▶ Required task
Make an exact copy of all the entries, but do not reproduce the pictures.

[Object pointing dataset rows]
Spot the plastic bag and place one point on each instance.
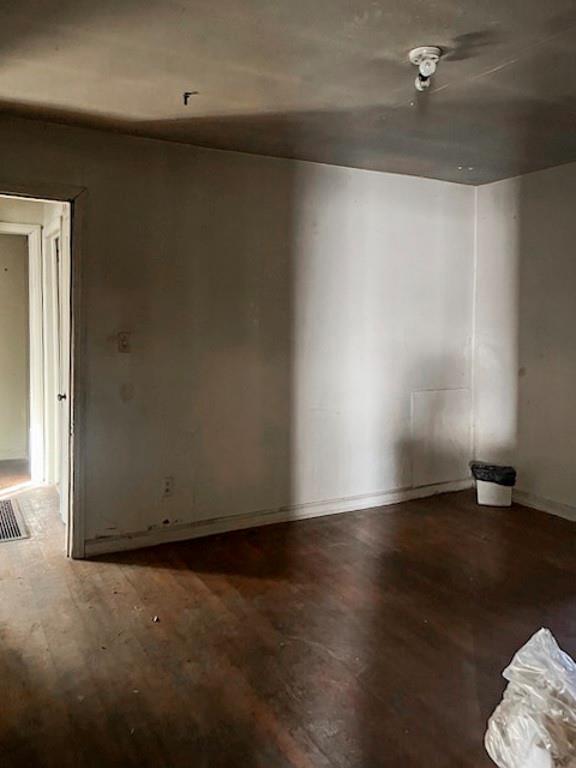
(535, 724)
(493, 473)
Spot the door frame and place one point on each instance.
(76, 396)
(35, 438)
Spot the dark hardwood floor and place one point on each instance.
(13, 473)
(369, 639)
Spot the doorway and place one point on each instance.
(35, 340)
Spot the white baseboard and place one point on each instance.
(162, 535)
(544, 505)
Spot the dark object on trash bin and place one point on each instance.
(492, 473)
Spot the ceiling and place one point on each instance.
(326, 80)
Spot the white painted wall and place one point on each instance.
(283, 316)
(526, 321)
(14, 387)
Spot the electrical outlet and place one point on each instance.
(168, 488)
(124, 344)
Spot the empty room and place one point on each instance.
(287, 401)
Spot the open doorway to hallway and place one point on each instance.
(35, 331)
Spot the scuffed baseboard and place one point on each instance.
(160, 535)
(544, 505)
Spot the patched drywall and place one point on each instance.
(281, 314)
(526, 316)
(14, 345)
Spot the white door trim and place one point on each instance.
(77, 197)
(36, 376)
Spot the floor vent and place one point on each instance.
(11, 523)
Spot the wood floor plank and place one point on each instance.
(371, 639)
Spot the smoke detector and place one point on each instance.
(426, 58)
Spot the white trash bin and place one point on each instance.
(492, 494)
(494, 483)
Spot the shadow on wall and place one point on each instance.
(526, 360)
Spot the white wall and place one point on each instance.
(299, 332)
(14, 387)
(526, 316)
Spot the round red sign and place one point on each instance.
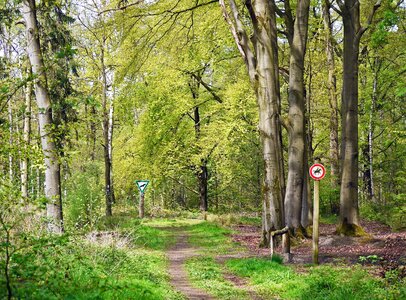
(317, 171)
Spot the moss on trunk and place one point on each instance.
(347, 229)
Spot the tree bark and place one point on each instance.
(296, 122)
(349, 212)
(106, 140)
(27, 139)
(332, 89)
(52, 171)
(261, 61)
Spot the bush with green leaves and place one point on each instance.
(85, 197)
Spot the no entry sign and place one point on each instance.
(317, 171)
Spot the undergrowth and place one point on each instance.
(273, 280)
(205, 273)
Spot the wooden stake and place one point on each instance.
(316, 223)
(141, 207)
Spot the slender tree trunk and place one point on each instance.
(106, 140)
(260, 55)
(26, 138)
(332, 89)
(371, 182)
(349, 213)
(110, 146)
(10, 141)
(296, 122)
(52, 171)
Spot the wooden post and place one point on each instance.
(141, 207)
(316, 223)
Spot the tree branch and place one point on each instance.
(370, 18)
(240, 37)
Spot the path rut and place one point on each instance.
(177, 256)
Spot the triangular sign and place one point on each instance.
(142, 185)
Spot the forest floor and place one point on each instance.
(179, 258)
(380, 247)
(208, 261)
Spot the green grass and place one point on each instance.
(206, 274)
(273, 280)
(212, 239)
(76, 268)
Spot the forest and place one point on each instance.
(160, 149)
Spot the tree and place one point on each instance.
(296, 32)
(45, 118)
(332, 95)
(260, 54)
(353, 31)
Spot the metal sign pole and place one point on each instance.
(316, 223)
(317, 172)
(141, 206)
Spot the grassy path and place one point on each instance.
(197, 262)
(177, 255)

▶ Task output
Spot the plastic bag and place one point on each instance.
(535, 724)
(493, 473)
Spot the door frame and place one point on each instance.
(76, 396)
(35, 438)
Spot the dark hardwood floor and place one point on each instance.
(13, 473)
(369, 639)
Spot the doorway and place one point on each instance.
(35, 340)
Spot the white baseboard and place one point on each instance.
(162, 535)
(544, 505)
Spot the dark object on trash bin and place one point on each instance.
(492, 473)
Spot the ceiling and place one point on each instance.
(326, 80)
Spot the white painted wall and place one point on each instance.
(283, 316)
(526, 321)
(14, 387)
Spot the electrical outlet and place one point on each instance.
(168, 488)
(124, 344)
Spot the empty room and place one point on each instance.
(287, 401)
Spot the open doorway to hallway and place one point on each instance.
(35, 331)
Spot the scuffed baseboard and place one point on each instance.
(160, 535)
(544, 505)
Spot the patched drywall and place one point on each instance.
(281, 314)
(526, 316)
(14, 345)
Spot the white door trim and place one point on each instance.
(77, 197)
(36, 376)
Spot the floor vent and place one point on each instance.
(11, 523)
Spot the wood floor plank and place one point on each instance.
(371, 639)
Spot the smoke detector and place one point on each instance.
(426, 58)
Spot the white trash bin and place one point on each instance.
(492, 494)
(494, 483)
Spot the shadow on wall and place one point on each instance.
(526, 360)
Spot the white wall and place one point on each instance.
(299, 332)
(14, 387)
(526, 316)
Spot the round red sign and place one point on each instance.
(317, 171)
Spot the moss on trunk and place one point on each instance.
(347, 229)
Spot the tree bark and place one point on each instance.
(296, 122)
(349, 212)
(106, 140)
(27, 139)
(332, 89)
(52, 171)
(261, 61)
Spot the bush with green leaves and place one point on each instance.
(85, 197)
Spot the no entry sign and place one point on each instance.
(317, 171)
Spot the undergrowth and place one point on each instance.
(273, 280)
(205, 273)
Spot the wooden stake and place one point on each instance.
(316, 223)
(141, 207)
Spot the slender tree trunk and place one point on each instance.
(106, 140)
(260, 55)
(26, 138)
(332, 89)
(371, 182)
(349, 213)
(110, 146)
(10, 141)
(296, 122)
(52, 171)
Spot the wooden post and place one point on each instance.
(141, 207)
(316, 223)
Spot the tree branch and place one point on each instance.
(370, 18)
(240, 37)
Spot the path rut and place one point on each instance.
(177, 256)
Spot the triangular sign and place one point on each instance.
(142, 185)
Spot the forest floor and place one point on each instance.
(179, 258)
(380, 247)
(208, 261)
Spot the green grass and place one point on each instance.
(206, 274)
(273, 280)
(212, 239)
(76, 268)
Spot the forest and place one point on each instance.
(160, 149)
Spot the tree and place one point on each instance.
(296, 32)
(45, 118)
(332, 95)
(260, 54)
(353, 31)
Spot the metal sign pole and place one point on each instance.
(316, 223)
(317, 172)
(141, 206)
Spot the grassy path and place one point on each instance.
(197, 262)
(177, 255)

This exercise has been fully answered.